*Task objective*: Repeat the entries that follow from start to finish, keeping every character.

*Dataset extract*:
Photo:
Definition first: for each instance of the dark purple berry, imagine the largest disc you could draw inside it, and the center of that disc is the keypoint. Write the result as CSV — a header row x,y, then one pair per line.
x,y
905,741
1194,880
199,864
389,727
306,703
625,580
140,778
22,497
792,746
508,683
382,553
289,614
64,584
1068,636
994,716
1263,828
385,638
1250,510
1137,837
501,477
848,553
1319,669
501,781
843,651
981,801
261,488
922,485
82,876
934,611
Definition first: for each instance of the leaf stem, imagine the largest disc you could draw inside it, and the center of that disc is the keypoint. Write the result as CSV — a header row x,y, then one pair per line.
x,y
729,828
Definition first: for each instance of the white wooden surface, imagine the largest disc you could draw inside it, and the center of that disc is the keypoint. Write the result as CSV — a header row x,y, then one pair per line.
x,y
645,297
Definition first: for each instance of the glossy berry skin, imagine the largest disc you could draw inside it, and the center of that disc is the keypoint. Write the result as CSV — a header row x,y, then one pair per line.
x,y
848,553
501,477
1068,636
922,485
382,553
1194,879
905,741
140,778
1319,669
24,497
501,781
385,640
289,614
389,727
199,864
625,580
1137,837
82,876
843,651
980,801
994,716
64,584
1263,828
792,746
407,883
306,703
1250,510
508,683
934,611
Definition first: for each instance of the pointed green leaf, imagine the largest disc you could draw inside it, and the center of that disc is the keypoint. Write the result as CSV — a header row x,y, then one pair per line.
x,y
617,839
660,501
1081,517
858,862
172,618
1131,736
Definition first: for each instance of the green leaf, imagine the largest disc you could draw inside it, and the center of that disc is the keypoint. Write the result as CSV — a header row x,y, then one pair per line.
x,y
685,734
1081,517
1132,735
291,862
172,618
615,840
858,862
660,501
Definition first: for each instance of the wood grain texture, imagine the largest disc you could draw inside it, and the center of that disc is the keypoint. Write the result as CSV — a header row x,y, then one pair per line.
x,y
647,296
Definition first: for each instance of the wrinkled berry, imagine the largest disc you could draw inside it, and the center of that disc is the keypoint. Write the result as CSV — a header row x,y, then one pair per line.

*Solution below*:
Photo:
Definition first: for each instance of the dark purple berry, imagine the largest disc you could draw inside it, and the center of that disc is the keypoint. Write the result as CSV — a header row x,y, then one pair per line.
x,y
905,741
1194,880
199,864
389,727
306,703
625,580
140,778
22,497
792,746
508,683
382,553
289,614
64,584
1068,636
994,716
1263,828
385,638
1250,510
1137,837
501,477
848,553
1319,669
501,781
843,651
981,801
261,488
922,485
82,876
934,611
Definition first: for each instance of the leaf stem, imagine the largest disc you could draw inside it, and the center of that disc is the keypoint. Write the result as CSV — a header row x,y, then one pair per line.
x,y
729,828
Definition first: for each instance of the white wooden surface, imagine the largest disc you could draw inside it, and the center of that disc is the keypoint. Write the result as CSV — a header row x,y, then one pair per line.
x,y
645,297
Definition first: for each instance of the glossy berry skin, imagine the largest disc you could draw inside it, and the center of that disc is the keypoint. Write the result as CSV — a header row x,y, then one pair per line.
x,y
848,553
501,477
1068,636
922,485
382,553
1194,879
905,741
140,778
1319,669
24,497
501,781
385,640
289,614
389,727
199,864
625,580
1137,837
82,876
843,651
980,801
994,716
64,584
1263,828
792,746
407,883
306,703
1250,510
508,683
934,611
Definition first: for each instance of the pointed green leaf, imagine the largest disc you could draw inside it, and the center of that disc is the keypoint. Write the result as CSV — a header row x,y, then one pair per line.
x,y
617,839
660,501
1081,517
858,862
172,618
1131,736
Definition first: for each instance of the green leaf, imagine the largest disc you could draw inside it, and the center of that disc is the keypoint. Write the result as CSV — a header row x,y, then one pair per line.
x,y
685,734
1081,517
1132,735
291,862
172,618
615,840
858,862
660,501
Definition first: for each instance of the wood grain texture, imagine the largest disc you could draw inside it, and the center of that disc is the keypoint. Write the result as CSV — a header row x,y, then one pair per line.
x,y
647,296
Definition first: for each instance of the wrinkled berry, imagine the largest disc you could draw inside it, and the center of that disc is the keypoint. Write the result as CSV — a header row x,y, then one pair per line.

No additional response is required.